• [Текстовый фрагмент]:
○ ○ ○ ○

Читаем Осип Мандельштам. Философия слова и поэтическая семантика полностью

По словам С. М. Марголиной, поздний Мандельштам, конструируя картину мира посредством «цитат, реминисценций, парафраз», включает в текст «внеположное культурное пространство». Такой «прием ассимиляции чужих текстов для реконструкции собственной семантической реальности» Марголина называет «подтекстом» и определяет важность его выявления следующим образом: «Выявить подтексты – значить показать источники его (автора. – Л.К., Е.М.) мировоззрения и одновременно способ взаимодействия с этими источниками»[82].

По мнению И. Месс-Бейер, «далековатые» ассоциации создают особый, «прустовский», вид кодировки, когда расшифровать значит распутать один индивидуальный ассоциативный ход с помощью контекста всего творчества»[83]. Память человечества – это, по Мандельштаму, сознание массовое и одновременно глубоко индивидуальное. Поэтому в пространстве стихотворения реализованы общезначимые глобальные метафоры, спроецированные на библейский код, и в то же время отражены индивидуальные, трудно разгадываемые ассоциативные ходы. Именно такое смысловое наложение создает профетический и одновременно исповедальный эффект восприятия «Стихов о неизвестном солдате».

И если, по Мандельштаму, поэтическое слово, «выпуклое, как чечевица зажигательного стекла», может хранить прошлое, то оно может и предсказывать будущее. Мистериальность «Стихов о неизвестном солдате» есть следствие этой – фактически сакральной – идеи.

Образная система стихотворения не просто вбирает в себя прошлое и будущее, но представляет некое эоническое время. Поэт моделирует обратимость времени, совмещая в пространстве одного стихотворения разные времена, но такова, по Мандельштаму, природа поэтического слова, отрицающего время. Перед нами предстает один пространственный облик, насыщенный разноэпохальными смысловыми комплексами, которые следует мыслить как единство, развернутое в единый момент времени.

Этот новый принцип связи закономерно трансформируют в представлении Мандельштама функцию поэтического синтаксиса. Грамматическая логика неадекватна логике поэтической, поэтому синтаксис становится «врагом» поэта: он навязывает автору причинно-следственную связь, создавая ту «старую, фальшивую, линейную целостность», которую стремилась заменить авторская эстетика. Мандельштам не только отвергает тип линейной композиции в своих стихах, но и борется со всяким искусствоведением, «рабствующим перед синтаксическим мышлением» (2, 232).

Знаменательно, что вместо традиционной синтаксической сцепки Мандельштам вслед за Бергсоном предлагает композицию, освобожденную от времени: «…связанные между собой явления образуют как бы веер, створки которого можно развернуть во времени, но в то же время он поддается умопостигаемому свертыванию» (2, 173).

* * *

Одну из доминант своей поздней творческой манеры Мандельштам определял как «импрессионизм», вкладывая в это понятие свой смысл. Теоретическим обоснованием его импрессионистского стиля стала волновая концепция поэтического произведения как силового потока, изложенная в «Разговоре о Данте». Философским же коррелятом новой стилевой манеры Мандельштама принято считать труды А. Бергсона (в частности, его «Творческую эволюцию»), на которого поэт неоднократно ссылается.

○ ○ ○ ○

• [Исходные материалы]:
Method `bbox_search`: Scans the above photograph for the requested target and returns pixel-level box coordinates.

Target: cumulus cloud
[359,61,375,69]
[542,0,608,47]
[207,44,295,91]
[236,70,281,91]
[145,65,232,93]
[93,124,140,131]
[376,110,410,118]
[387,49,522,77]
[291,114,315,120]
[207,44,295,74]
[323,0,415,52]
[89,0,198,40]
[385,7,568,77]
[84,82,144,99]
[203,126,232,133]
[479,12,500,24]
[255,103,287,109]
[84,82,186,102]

○ ○ ○ ○

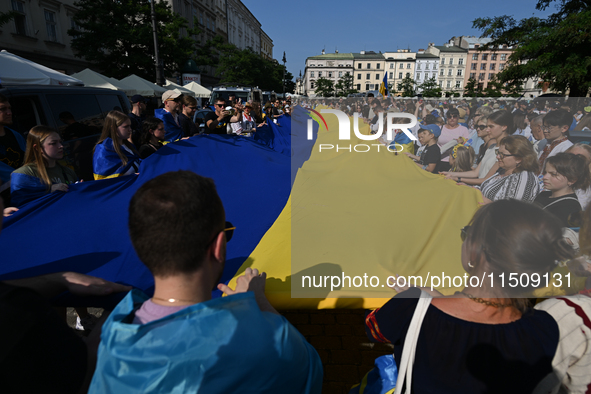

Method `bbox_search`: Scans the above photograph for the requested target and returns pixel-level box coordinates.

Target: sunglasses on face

○ ○ ○ ○

• [Задания]:
A - Определите, согласуются ли с текстом о Мандельштаме утверждения (i) «Марголина называет приём ассимиляции чужих текстов подтекстом», (ii) «По Мандельштаму, синтаксис является союзником поэта» и (iii) «Теоретическим обоснованием импрессионистского стиля Мандельштама стала „Творческая эволюция“ Бергсона». Для каждого ответьте «да» или «нет» и приведите точную цитату из текста, на которой основан ответ.
B - Переведите на английский язык предложение из текста о Мандельштаме «Память человечества – это, по Мандельштаму, сознание массовое и одновременно глубоко индивидуальное».
C - Продолжите текст о Мандельштаме, начиная сразу после его последнего предложения.
Строки в обоих блоках взяты из другого источника и с текстом о Мандельштаме не связаны.

• [Ответы по заданиям]:
A -
(i) Да: «Марголина называет «подтекстом»».
(ii) Нет: «синтаксис становится «врагом» поэта».
(iii) Нет: «Теоретическим обоснованием его импрессионистского стиля стала волновая концепция поэтического произведения как силового потока, изложенная в «Разговоре о Данте»».

B - According to Mandelstam, the memory of humanity is a consciousness that is collective and at the same time deeply individual.

C -
«Из всего, что существует, – пишет Бергсон, – самым достоверным и всего более известным <…> является наше собственное существование. Каков точный смысл слова «существовать»? Я перехожу от состояния к состоянию, я меняюсь постоянно. Если бы состояние души перестало изменяться, то длительность прекратила бы свое течение»[84]. По Бергсону, бытие есть не предметы, а состояния в его «длительности» и бесконечной смене.

Поэтическим аналогом этой философской идеи становится новый тип метафоры. Поток постоянно меняющихся состояний приводит к альтернативному развертыванию смысла стихотворения и принципиальной неопределенности его семантики. Это нагружает текст такой многозначностью, что под ее тяжестью трансформируется метафора – твердая «поэтическая материя» в ней превращается в жидкую. Метафоры начинают «течь», становясь, по выражению Мандельштама, «гераклитовыми» (2, 232).

По сути дела перед нами уже не метафора, а метаморфоза. О различиях метафоры и метаморфозы писал в свое время академик В. В. Виноградов, отмечая, что «в метафоре нет никакого оттенка мысли о превращении предмета. Наоборот, «двуплановость», сознание лишь словесного приравнивания одного «предмета» другому – резко отличному – неотъемлемая принадлежность метафоры», а метаморфоза же «показывает», демонстрирует «превращенный мир»[85].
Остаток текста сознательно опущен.